▸ What to produce
Using the records below, copy out exactly the line that contains "Trace the outline of every instance of the <item>wooden base" and every line that follows it, up to and including the last, and no others.
— START OF Material for the task —
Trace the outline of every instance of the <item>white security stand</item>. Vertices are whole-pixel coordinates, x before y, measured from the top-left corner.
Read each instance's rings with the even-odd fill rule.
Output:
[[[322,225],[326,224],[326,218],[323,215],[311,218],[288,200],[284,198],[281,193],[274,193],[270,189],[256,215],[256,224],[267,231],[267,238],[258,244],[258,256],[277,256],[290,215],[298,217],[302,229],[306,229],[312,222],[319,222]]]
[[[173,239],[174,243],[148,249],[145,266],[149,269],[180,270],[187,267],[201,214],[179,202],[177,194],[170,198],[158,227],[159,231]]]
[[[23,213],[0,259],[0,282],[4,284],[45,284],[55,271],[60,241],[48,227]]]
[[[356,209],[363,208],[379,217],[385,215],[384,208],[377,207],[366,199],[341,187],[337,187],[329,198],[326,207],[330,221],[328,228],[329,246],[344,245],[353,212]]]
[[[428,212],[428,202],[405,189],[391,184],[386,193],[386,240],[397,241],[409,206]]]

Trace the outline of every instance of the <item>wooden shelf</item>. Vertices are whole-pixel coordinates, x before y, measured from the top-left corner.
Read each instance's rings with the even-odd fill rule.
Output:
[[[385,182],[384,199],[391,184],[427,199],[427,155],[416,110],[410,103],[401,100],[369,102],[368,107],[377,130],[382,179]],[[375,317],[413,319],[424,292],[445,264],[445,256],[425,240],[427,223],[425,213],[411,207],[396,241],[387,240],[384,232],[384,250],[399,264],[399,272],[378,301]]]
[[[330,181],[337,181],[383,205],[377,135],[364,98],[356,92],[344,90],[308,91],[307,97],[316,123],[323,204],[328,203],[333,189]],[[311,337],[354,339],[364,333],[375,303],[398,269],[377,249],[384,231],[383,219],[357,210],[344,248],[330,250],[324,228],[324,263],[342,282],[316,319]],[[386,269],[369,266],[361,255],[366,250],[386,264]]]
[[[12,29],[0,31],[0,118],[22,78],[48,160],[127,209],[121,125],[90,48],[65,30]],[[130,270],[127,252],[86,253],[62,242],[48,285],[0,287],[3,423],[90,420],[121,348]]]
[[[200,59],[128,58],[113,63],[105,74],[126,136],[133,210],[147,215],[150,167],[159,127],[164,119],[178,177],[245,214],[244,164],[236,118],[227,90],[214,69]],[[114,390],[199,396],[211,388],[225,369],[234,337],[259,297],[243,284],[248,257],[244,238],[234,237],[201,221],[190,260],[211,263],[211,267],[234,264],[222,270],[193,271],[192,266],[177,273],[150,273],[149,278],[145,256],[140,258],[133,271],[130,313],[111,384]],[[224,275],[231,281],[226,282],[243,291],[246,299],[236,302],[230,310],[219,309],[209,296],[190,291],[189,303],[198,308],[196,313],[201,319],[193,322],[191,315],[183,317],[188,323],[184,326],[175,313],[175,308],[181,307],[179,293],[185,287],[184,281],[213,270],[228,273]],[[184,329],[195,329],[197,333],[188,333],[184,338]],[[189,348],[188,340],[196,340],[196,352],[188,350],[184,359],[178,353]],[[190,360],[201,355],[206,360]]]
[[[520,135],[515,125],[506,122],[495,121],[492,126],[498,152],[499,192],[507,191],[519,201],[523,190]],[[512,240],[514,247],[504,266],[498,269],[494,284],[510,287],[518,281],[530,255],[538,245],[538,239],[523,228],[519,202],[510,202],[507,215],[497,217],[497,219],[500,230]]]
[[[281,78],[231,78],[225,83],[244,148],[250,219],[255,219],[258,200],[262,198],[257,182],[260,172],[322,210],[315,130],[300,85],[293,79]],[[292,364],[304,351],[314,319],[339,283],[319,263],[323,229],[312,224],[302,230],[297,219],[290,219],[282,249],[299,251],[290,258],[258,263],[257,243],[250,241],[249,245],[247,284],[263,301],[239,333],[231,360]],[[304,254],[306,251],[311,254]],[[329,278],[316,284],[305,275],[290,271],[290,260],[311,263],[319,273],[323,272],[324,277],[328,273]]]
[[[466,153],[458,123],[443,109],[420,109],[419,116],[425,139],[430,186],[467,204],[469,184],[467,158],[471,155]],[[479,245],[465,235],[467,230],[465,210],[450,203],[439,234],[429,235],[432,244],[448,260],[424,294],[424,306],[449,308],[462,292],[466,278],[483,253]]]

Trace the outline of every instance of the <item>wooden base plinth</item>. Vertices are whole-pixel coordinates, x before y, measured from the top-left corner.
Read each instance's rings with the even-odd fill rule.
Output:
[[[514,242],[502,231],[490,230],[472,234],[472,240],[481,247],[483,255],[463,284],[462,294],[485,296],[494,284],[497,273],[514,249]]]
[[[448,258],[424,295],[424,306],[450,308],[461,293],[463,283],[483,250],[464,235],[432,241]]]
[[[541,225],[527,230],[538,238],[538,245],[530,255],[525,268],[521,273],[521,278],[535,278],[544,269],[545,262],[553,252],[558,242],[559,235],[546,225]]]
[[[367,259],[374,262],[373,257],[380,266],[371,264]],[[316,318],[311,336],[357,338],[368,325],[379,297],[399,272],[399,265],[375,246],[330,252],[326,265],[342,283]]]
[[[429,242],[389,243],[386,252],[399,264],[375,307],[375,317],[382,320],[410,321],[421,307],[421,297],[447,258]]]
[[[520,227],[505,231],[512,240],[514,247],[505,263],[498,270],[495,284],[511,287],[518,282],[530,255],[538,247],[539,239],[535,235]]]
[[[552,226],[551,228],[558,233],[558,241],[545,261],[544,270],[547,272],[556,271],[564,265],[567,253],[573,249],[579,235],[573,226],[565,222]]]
— END OF Material for the task —
▸ Written answer
Trace the outline of every instance of the <item>wooden base plinth</item>. Vertices are whole-pixel coordinates, x before y, measured from the top-left corner.
Read each instance's rings with the even-odd fill rule.
Output:
[[[514,242],[502,231],[490,230],[472,234],[472,240],[481,247],[483,255],[463,284],[462,294],[485,296],[494,284],[497,273],[514,249]]]
[[[448,258],[424,295],[424,306],[450,308],[461,293],[463,283],[483,250],[464,235],[432,241]]]
[[[541,225],[527,230],[538,238],[538,245],[530,255],[525,268],[521,273],[521,278],[535,278],[544,269],[545,262],[553,252],[558,242],[559,235],[546,225]]]
[[[367,259],[374,262],[373,257],[380,266],[371,264]],[[316,318],[311,336],[357,338],[368,325],[379,297],[399,272],[399,265],[375,246],[330,252],[326,265],[342,283]]]
[[[429,242],[389,243],[386,252],[399,264],[375,307],[375,317],[382,320],[410,321],[421,307],[421,297],[447,258]]]
[[[520,227],[505,231],[512,240],[514,247],[505,263],[498,270],[495,284],[511,287],[518,282],[530,255],[538,247],[539,239],[535,235]]]
[[[552,226],[551,228],[558,233],[558,241],[545,261],[544,270],[547,272],[556,271],[564,265],[567,253],[573,249],[579,235],[573,226],[565,222]]]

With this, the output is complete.